▸ **PROBLEM DESCRIPTION**
A verbatim copy of the data below is the required output.

▸ **EXCERPTED DATA**
=== Begin Enclosure ===

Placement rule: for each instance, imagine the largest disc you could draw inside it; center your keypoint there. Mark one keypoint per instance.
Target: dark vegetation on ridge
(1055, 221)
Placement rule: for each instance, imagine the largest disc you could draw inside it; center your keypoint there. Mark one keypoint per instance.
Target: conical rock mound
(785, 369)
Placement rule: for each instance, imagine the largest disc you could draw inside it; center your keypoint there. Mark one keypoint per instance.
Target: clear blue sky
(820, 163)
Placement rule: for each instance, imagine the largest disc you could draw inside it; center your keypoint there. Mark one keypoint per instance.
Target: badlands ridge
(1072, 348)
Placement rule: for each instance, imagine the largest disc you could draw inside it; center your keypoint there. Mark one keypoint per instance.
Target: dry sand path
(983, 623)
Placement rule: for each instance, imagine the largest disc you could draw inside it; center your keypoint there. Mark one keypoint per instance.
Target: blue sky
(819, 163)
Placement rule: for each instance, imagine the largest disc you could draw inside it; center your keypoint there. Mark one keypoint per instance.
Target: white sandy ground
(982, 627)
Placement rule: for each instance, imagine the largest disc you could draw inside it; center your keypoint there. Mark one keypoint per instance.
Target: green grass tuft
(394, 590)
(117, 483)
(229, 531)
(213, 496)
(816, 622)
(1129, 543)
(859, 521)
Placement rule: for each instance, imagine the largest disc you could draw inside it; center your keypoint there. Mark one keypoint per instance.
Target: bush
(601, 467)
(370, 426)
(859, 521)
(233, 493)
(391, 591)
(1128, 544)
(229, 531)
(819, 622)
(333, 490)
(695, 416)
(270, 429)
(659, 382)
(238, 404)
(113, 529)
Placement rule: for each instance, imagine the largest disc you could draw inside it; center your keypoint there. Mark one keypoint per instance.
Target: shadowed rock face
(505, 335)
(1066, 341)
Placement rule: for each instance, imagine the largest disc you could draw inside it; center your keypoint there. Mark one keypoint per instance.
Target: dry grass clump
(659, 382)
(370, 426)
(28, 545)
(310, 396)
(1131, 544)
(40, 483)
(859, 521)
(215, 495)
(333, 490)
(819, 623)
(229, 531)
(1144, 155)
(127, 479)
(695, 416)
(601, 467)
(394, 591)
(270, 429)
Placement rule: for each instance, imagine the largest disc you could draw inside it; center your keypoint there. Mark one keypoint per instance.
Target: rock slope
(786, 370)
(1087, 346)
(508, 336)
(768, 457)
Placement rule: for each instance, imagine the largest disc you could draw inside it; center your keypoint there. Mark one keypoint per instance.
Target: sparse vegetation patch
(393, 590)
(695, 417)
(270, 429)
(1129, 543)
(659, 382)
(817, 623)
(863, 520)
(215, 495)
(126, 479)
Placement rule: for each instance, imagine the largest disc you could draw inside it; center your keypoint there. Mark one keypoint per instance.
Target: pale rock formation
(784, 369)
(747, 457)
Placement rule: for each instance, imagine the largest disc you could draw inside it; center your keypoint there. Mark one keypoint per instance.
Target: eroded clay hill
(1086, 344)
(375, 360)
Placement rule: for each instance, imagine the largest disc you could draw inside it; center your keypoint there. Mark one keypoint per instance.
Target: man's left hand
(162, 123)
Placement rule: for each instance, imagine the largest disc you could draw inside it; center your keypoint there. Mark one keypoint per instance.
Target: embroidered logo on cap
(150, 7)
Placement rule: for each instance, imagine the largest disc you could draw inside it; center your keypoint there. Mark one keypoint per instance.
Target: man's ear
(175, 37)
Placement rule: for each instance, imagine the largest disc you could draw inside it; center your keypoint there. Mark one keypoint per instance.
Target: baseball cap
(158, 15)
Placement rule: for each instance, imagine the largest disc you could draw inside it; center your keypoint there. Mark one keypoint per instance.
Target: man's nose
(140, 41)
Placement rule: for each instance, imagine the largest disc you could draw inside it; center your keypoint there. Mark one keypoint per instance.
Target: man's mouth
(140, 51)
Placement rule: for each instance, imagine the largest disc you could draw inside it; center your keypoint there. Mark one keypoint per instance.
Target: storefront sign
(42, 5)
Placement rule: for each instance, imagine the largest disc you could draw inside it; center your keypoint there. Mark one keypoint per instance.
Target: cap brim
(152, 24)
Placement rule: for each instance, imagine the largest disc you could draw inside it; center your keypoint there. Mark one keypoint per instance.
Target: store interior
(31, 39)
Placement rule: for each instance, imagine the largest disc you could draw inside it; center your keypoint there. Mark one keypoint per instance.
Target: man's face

=== End Enclosure ===

▸ **RESULT FOR THIS EXERCISE**
Placement rule: for each instance, imagine the largest disc you could draw inside it; center your keypoint there. Mark one keypoint per instance.
Target: dark vegetation on ridge
(1055, 221)
Placement rule: for each instance, imagine the largest disc you could draw inside it; center your keypoint there. Mark one keypoint per instance.
Target: conical rock mound
(785, 369)
Placement rule: for each instance, imagine the largest disc you could draw inside it; center your keypoint there. Mark one keypoint per instance.
Target: clear blue sky
(820, 163)
Placement rule: for each instance, imagine the largest disc you could draw inside it; center your keypoint there. Mark one keypoint per instance.
Target: badlands ridge
(1072, 348)
Placement rule: for each instance, imagine the largest disc you could draw inside it; center your keypoint there. Mark one keypoint per instance.
Target: dry sand path
(983, 623)
Placement rule: for each instance, imagine the largest disc you could draw inside it; center your keypoint there. Mark one keypoint per instance.
Target: blue sky
(819, 163)
Placement rule: for each instance, imagine the largest disc you could draw inside it; center your keypoint there. Mark one keypoint per instance.
Target: white sandy ground
(982, 627)
Placement rule: for each instance, imagine the largest disc you could draw inside it; center your keypoint there. Mark one keypoint per instance.
Target: green grass tuft
(394, 590)
(117, 483)
(229, 531)
(213, 496)
(816, 622)
(1129, 543)
(859, 521)
Placement rule: for each instance, imagine the largest disc you could draw inside it; center your keypoint there. Mark one keypoint per instance.
Target: bush
(601, 467)
(370, 426)
(859, 521)
(233, 493)
(391, 591)
(1128, 544)
(229, 531)
(819, 622)
(333, 490)
(695, 416)
(270, 429)
(659, 382)
(238, 404)
(113, 529)
Placement rule: for each instance, imagine the largest disc you could draw inside it; center your keypoint there. Mark one keypoint per instance.
Target: shadowed rock face
(505, 335)
(1066, 341)
Placement rule: for each instance, imagine the largest disc you could draw inside it; center your keypoint there. Mark one keypoint per instance.
Target: dry grass clump
(659, 382)
(370, 426)
(28, 545)
(310, 396)
(1131, 544)
(40, 483)
(859, 521)
(215, 495)
(333, 490)
(819, 623)
(229, 531)
(1144, 155)
(127, 479)
(695, 416)
(601, 467)
(394, 591)
(270, 429)
Placement rule: for each instance, imagine the largest disc you could draw inside it; center your keypoint there. Mark one keypoint per instance.
Target: rock slope
(786, 370)
(1087, 346)
(508, 336)
(768, 457)
Placement rule: for each instance, imagine the largest disc you could draw inside it; center your keypoint there. Mark one keypoint per instance.
Target: sparse vegetation patch
(393, 590)
(695, 417)
(270, 429)
(1129, 543)
(659, 382)
(817, 623)
(863, 520)
(215, 495)
(126, 479)
Placement rule: for each instance, imagine the largest disc you could draw inside it; center your keypoint there. Mark one keypoint per instance.
Target: pale rock formation
(784, 369)
(747, 457)
Placement rule: for each instance, imagine the largest disc you could draw inside it; center your keypoint there. Mark one keypoint per instance.
Target: eroded clay hill
(1086, 344)
(375, 360)
Placement rule: for each instance, imagine the largest disc you could draw inside it; center your keypoint there. Mark one keypoint per instance.
Target: man's left hand
(162, 123)
Placement rule: for each instance, imagine the largest disc you could draw inside it; center your keypoint there. Mark one keypoint per instance.
Target: embroidered logo on cap
(150, 7)
Placement rule: for each instance, imagine the largest disc you could draw inside it; center your keypoint there. Mark one keypoint per instance.
Target: man's ear
(175, 37)
Placement rule: for each instance, imagine the largest disc you could draw inside it; center your keypoint there. Mark one keypoint per instance.
Target: baseball cap
(158, 15)
Placement rule: for each instance, imagine the largest disc you could draw inside it; center your keypoint there. Mark one keypoint per instance.
Target: man's nose
(140, 41)
Placement rule: for each instance, imagine the largest disc you could draw inside it; center your keypoint there. Mark one keypoint per instance.
Target: man's mouth
(140, 51)
Placement rule: for each instance, imagine the largest disc you could draw inside it; center your keypoint there. Mark one keypoint per instance.
Target: storefront sign
(42, 5)
Placement rule: for each instance, imagine the largest disc you could draw inside it; center your keypoint there. Mark one keypoint per instance.
Target: cap brim
(152, 24)
Placement rule: for each instance, imagine the largest disc you could draw inside it; center your keypoint there. Mark one keypoint per instance.
Target: store interior
(31, 39)
Placement rule: for each instance, imagine the largest disc you could draw inside it; center your keypoint there. Mark one keypoint per instance.
Target: man's face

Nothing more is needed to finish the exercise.